+++ Teks Bacaan +++
Lipsus- Huru-Hara Lukas Enembe.-Cover

Wira-wiri Lukas Enembe di Meja Judi (1)

3 Oktober 2022 12:59 WIB
·
waktu baca 13 menit
comment
7
sosmed-whatsapp-white
copy-link-circle
more-vertical
“Ah, saya ikut besok, terbang sama-sama. Saya ikut ke Jakarta sudah,” ujar Gubernur Papua Lukas Enembe kepada sejumlah orang dekatnya, beberapa hari menjelang jadwal pemeriksaan KPK yang kedua terhadapnya, Senin, 26 September 2022.
Namun, tim dokter memberikan pertimbangan lain. Mereka membeberkan kondisi kesehatan Lukas yang tak baik-baik saja. Tekanan darah sang Gubernur 195/115 dan kedua kakinya bengkak khas penderita stroke, membuatnya hanya mampu berjalan sejauh 10 meter.
“[Kondisi Lukas] inilah kemudian [yang membuat] kami (tim kuasa hukum) datang ke Jakarta kemudian menjelaskannya ke KPK,” ujar Juru Bicara Gubernur Papua, Muhammad Rifai Darus, kepada kumparan di Jakarta, Kamis (29/9).
Tim kuasa hukum Lukas Enembe lantas mendatangi KPK pada Jumat, 23 September. Ini semua gara-gara gubernur berumur 55 tahun itu ditetapkan KPK sebagai tersangka pada 5 September. Pengacara Lukas, Stefanus Roy Rening, mengungkapkan status tersangka Lukas pada 12 September. Dua hari setelahnya, KPK membenarkan.
Lukas Enembe. Foto: Dian Mustikawati/Bumi Papua/kumparan
KPK mulanya tak menjelaskan rincian kasus yang menjerat Lukas Enembe. Pengacara Lukas hanya menyebut bahwa kliennya diduga menerima gratifikasi Rp 1 miliar pada 2020.
Rifai mengeklaim, duit Rp 1 miliar itu adalah uang pribadi Lukas Enembe. Uang sebanyak itu, kata dia, awalnya diberikan bendahara Lukas kepada seseorang bernama Tono Laka. Uang itu kemudian ditransfer ke Lukas pada Mei 2020, dan—menurut Rifai—inilah yang disangka KPK sebagai gratifikasi.
+++
Tugas a = Terjemahkan kalimat berikut dari teks bacaan tentang Lukas Enembe ke dalam bahasa Inggris: "Tim kuasa hukum Lukas Enembe lantas mendatangi KPK pada Jumat, 23 September."
Catatan yang menyusul sama sekali tidak berhubungan dengan teks bacaan.
+++ Kumpulan Catatan +++
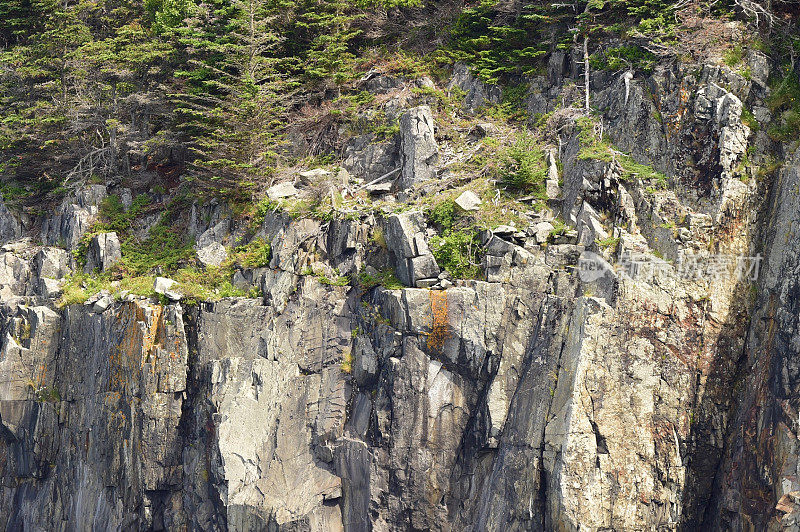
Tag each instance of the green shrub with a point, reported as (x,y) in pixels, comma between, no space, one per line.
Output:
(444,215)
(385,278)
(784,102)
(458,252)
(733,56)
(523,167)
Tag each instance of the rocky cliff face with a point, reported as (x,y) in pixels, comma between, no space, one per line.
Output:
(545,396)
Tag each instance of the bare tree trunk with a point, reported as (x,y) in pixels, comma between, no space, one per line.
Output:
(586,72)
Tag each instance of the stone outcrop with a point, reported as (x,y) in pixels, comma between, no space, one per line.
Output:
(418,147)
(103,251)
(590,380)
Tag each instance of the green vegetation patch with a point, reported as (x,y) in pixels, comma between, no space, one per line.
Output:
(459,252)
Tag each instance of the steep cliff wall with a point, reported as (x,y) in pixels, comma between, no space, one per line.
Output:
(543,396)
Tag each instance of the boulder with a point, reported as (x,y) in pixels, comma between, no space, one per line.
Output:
+++
+++ Kumpulan Catatan +++
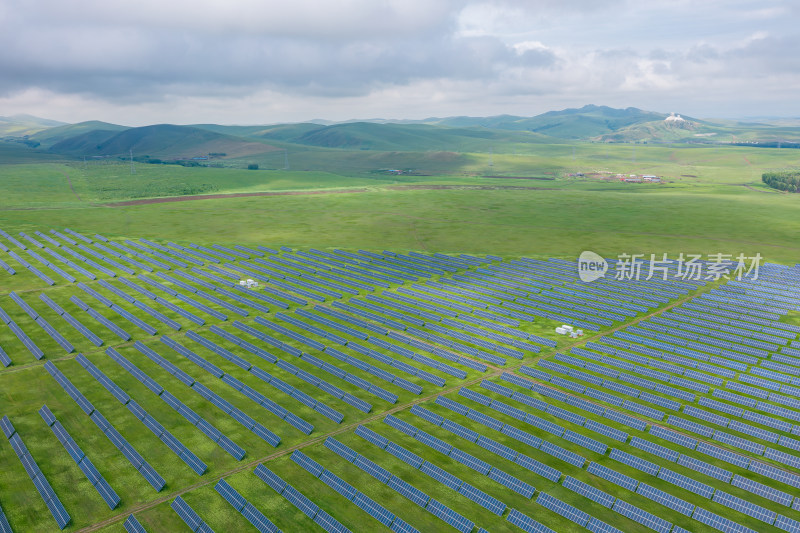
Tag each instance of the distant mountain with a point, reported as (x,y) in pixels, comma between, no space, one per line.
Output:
+++
+++ Kumpulan Catatan +++
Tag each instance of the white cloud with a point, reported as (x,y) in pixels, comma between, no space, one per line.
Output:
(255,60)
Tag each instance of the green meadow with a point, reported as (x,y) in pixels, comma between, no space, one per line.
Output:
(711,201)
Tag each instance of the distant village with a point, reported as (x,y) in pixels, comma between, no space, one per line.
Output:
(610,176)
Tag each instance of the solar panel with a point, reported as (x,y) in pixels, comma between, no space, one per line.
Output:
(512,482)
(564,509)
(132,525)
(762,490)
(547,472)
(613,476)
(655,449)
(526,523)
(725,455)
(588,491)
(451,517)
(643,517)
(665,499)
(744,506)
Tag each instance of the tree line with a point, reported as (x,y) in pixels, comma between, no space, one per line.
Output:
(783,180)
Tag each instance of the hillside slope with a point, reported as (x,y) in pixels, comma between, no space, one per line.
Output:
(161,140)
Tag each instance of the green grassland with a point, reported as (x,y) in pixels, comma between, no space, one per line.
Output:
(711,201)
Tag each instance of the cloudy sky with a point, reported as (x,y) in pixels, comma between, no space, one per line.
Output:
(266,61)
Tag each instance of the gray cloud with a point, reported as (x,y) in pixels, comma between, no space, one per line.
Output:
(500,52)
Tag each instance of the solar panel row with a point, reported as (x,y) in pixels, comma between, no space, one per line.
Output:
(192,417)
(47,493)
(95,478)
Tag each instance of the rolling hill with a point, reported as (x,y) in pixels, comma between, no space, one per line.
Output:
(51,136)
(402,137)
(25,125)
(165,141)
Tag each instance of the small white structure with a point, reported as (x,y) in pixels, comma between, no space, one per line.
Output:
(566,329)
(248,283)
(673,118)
+++
Tugas b = Temukan setiap baris dalam catatan di atas yang memuat kata "cliff", lalu salin semua baris tersebut.

Jawaban Tugas a = Lukas Enembe's legal team then went to the KPK on Friday, September 23.

Jawaban Tugas b =
Tag each instance of the rocky cliff face with a point, reported as (x,y) in pixels, comma between, no space, one per line.
Tag each instance of the steep cliff wall with a point, reported as (x,y) in pixels, comma between, no space, one per line.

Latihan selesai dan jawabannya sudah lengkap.